» Extrait cité
---

Il y a trois ans, Günter Krämer commettait avec La Walkyrie le pire volet de son Ring : le propos y paraissait plus décousu que dans les autres journées, l’esthétique, plus hétéroclite encore, et plus fallacieux, plus faciles et plus faibles, les procédés qui se voulaient audacieux. On nous l’annonçait abondamment remaniée, on l’aurait rêvée totalement transformée.
Ne reste certes pas en 2013 tout ce qui irritait en 2010. Comme pour L’Or du Rhin il y a quelques semaines, Krämer a instillé, dans son théâtre où tout se souligne, se surligne et s’encadre en caractères gras, une dose bienvenue d’épure. A l’acte I sont davantage évacués les figurants qui empêchaient de rendre tout à fait lisible l’intrigue qui se noue, et l’histoire qui démarre. Au II et au III ont été supprimés certains des baissers de rideau par lesquels Krämer s’interdisait de donner au drame un semblant de continuité. Les pommes, les guerriers dénudés aux portes du Walhalla, le colossal « GERMANIA » qui, sous l’effet de la colère de Wotan, se transforme en « MANIA », restent des trouvailles qui ne contribuent pas à la cohérence du spectacle, mais au moins ne font-elles plus obstacle à sa lisibilité.

---

[Entrées d'annotation d'images]
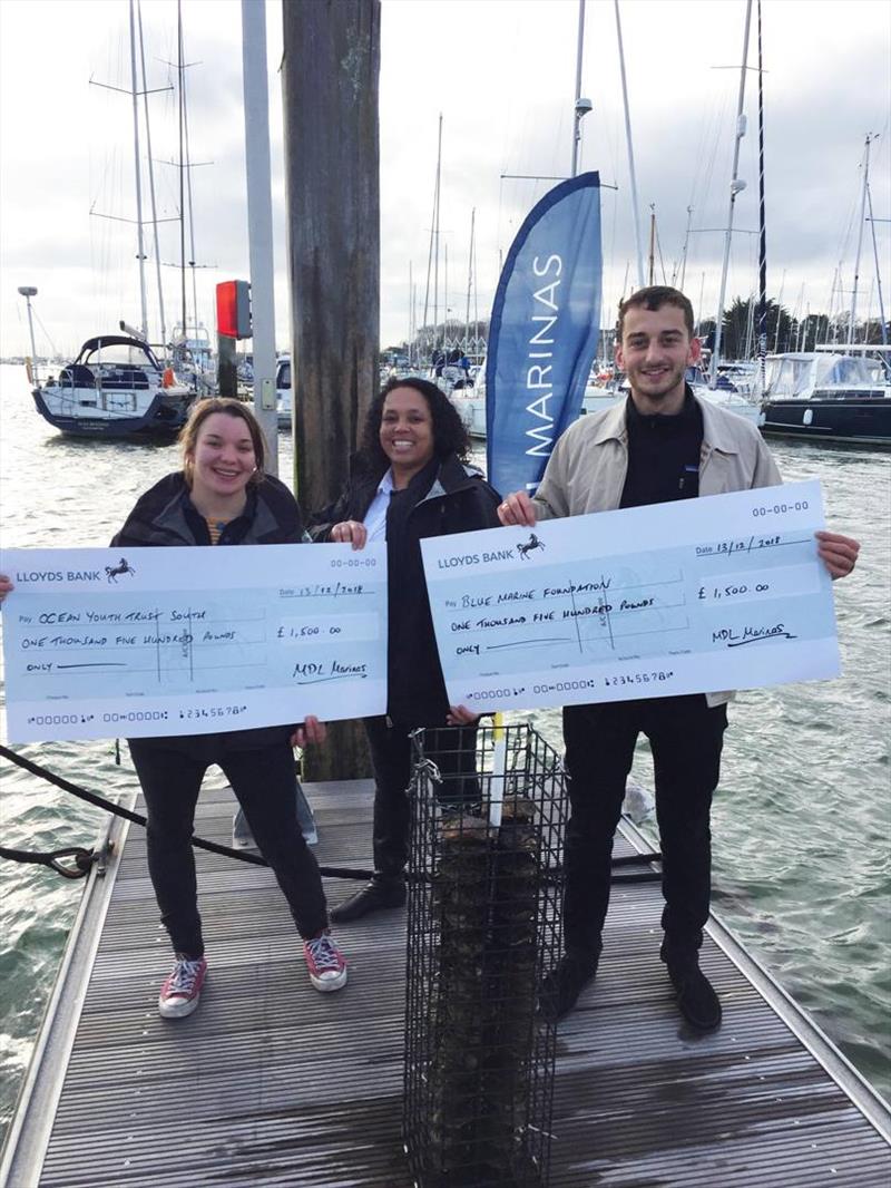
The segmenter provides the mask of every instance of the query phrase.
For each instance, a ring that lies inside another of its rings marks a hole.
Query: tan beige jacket
[[[731,491],[773,487],[783,481],[754,425],[708,400],[702,409],[700,498]],[[581,417],[554,447],[535,497],[538,519],[615,511],[628,469],[625,402],[605,412]],[[732,693],[707,693],[709,706],[729,701]]]

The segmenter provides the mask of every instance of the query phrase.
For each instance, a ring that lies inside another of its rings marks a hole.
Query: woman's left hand
[[[324,722],[320,722],[312,714],[307,714],[305,720],[301,722],[291,735],[291,746],[302,747],[310,746],[311,744],[321,746],[327,734],[328,728]]]
[[[449,712],[446,714],[446,722],[449,726],[475,726],[479,720],[480,715],[474,714],[467,706],[449,706]]]
[[[838,532],[817,532],[817,556],[829,570],[830,576],[847,577],[857,564],[860,542]]]

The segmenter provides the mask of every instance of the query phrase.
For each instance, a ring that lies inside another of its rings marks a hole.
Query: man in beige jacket
[[[758,430],[699,400],[684,383],[700,359],[693,308],[676,289],[642,289],[619,310],[615,359],[631,385],[621,405],[571,425],[554,448],[535,499],[518,491],[503,524],[638,507],[782,482]],[[833,577],[849,574],[857,541],[817,533]],[[565,838],[565,954],[544,979],[551,1019],[575,1006],[598,967],[609,903],[613,834],[643,732],[650,740],[663,854],[661,958],[685,1020],[720,1025],[720,1000],[699,966],[712,892],[712,794],[720,775],[731,693],[567,706],[563,739],[571,816]]]

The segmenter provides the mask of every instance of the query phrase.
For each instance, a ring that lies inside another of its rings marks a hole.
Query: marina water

---

» Tâche demandée
Poursuivez la critique de La Walkyrie mise en scène par Günter Krämer en reprenant après sa dernière phrase.

» Réponse à la tâche
Ce faisant les personnages, plus présents aux yeux du spectateur, s’affirment mieux – et rencontrent souvent, en ce soir de première, des protagonistes qui les incarnent avec force. Siegmund et Sieglinde par exemple, moins prisonniers d’une destinée fatale que baroudeurs prêts à se lancer dans une torride aventure dont les péripéties importent bien plus que l’issue, sont assez inoubliables, parce qu’à cet homme de défis Stuart Skelton, immense, apporte la vaillance de son timbre, la fermeté de ses aigus volontaires, le puissant impact de sa projection, parce qu’à cette femme blessée Martina Serafin donne l’éloquence de son phrasé et la pleine maturité de sa voix généreuse (aux aigus parfois trop hauts, tant pis). Ils ont face à eux l’étonnant Hunding de Günther Groissböck, silhouette nerveuse et émaciée de délinquant impulsif à cent lieues scéniquement des vieillards hirsutes imposés par la tradition, vocalement pas avare de graves, ni de profondeur, ni de legato.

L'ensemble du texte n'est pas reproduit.